____ DOCUMENT SEGMENT

I, Woman. You, Gumby.

A Clallam Legend

Long ago there was only one woman in the world, and no man. So she formed a man out of gum from a tree and wished he would come alive and be her husband. She went to sleep, and when she awoke he was alive.

The first woman and man lived together and had children. But because he was made of gum, he could not withstand the heat of the sun, which was hotter then than it is today. One day he went fishing and asked his wife to watch and make sure he did not stay out when the sun got too hot. But she fell asleep and did not watch the sun. It got so hot it melted him, and he died. —Recorded by the missionary Myron Eells in the late nineteenth century



Seattle’s First Love

Louisa Boren & David Denny

Denny1
Photo: Museum of History and Industry

Denny2
Photo: Museum of History and Industry

It was the perfect pioneer romance: Nineteen-year-old David Denny and 24-year-old Louisa Boren fell in love on the Oregon Trail in 1851, during the long trek from Illinois. They caught trout together at Soda Springs to feed the hungry party, then fended off a Shoshone brave’s attempt to trade horses for Louisa.

________
____ SOURCE MATERIAL

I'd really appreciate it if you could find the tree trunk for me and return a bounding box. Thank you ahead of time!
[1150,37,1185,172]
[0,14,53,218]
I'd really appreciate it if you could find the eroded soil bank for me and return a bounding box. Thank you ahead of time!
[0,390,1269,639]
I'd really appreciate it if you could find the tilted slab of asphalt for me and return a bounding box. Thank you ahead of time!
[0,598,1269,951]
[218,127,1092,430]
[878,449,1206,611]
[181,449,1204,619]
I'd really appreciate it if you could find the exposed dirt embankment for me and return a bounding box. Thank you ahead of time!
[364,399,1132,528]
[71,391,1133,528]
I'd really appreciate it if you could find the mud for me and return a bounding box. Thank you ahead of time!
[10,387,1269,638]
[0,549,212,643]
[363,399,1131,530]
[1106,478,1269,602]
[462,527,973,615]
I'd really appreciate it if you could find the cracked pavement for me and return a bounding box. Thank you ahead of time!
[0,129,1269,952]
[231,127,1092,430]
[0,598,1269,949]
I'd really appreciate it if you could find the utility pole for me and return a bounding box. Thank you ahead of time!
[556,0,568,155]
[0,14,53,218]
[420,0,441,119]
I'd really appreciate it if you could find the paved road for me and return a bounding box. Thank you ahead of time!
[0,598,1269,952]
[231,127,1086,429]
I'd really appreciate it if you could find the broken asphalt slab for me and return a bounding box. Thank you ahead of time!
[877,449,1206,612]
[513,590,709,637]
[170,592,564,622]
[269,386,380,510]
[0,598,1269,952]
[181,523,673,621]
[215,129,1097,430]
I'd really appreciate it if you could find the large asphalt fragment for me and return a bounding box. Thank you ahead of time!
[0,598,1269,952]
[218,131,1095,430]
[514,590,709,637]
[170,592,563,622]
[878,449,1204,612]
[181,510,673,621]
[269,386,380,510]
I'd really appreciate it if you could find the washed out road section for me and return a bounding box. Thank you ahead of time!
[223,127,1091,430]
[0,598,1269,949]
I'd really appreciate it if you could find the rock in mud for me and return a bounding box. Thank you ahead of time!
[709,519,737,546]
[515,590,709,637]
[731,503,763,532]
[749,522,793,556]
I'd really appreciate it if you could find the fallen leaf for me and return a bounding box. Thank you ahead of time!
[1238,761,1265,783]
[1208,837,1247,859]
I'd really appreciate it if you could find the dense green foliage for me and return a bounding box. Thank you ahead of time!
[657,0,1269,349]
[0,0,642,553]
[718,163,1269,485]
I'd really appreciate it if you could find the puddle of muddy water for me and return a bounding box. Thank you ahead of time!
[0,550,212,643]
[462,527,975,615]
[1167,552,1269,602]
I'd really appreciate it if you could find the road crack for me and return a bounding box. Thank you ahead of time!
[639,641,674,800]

________

## EXERCISE INSTRUCTIONS:
a) In the records, edit the part that opens with the line containing "I'd really appreciate it if you could find the fallen" and closes with the line containing "[718,163,1269,485]": replace "dense green foliage" with "thick green vegetation" and leave everything else unchanged. Return only those lines.
b) Pick up the account of Louisa Boren and David Denny's romance and continue it from its last sentence.
The text and the records come from unrelated sources.

## ANSWERS TO THE EXERCISE:
a)
I'd really appreciate it if you could find the fallen leaf for me and return a bounding box. Thank you ahead of time!
[1238,761,1265,783]
[1208,837,1247,859]
I'd really appreciate it if you could find the thick green vegetation for me and return a bounding box. Thank you ahead of time!
[657,0,1269,349]
[0,0,642,553]
[718,163,1269,485]

b)
Denny, the party’s trailblazer, was the first to reach Puget Sound. Dispatched north to scout prospects, he sent back word: “Come at once.” On January 23, 1853, David Maynard, the territory’s first justice of the peace, joined David and Louisa in Seattle’s first wedding ceremony. It kept things all in the family, or families; David’s widowed father had already married Louisa’s widowed mother, and his older brother was married to her older sister. The mind reels.

David staked out 160 acres at the settlement’s wild north end, today’s Seattle Center (hence Denny Way). Louisa planted roses, earning the sobriquet “sweet briar bride,” and bore eight children. Optimistic and generous, David toiled tirelessly and invested eagerly in every new project—mining, farming, real estate, a sawmill, a streetcar line. He got rich, built a mansion, then lost it all in the Panic of 1893. He and Louisa retreated ever farther into the woods, first to today’s Fremont, then to a tiny cabin at Licton Springs, where he died 50 years after they wed.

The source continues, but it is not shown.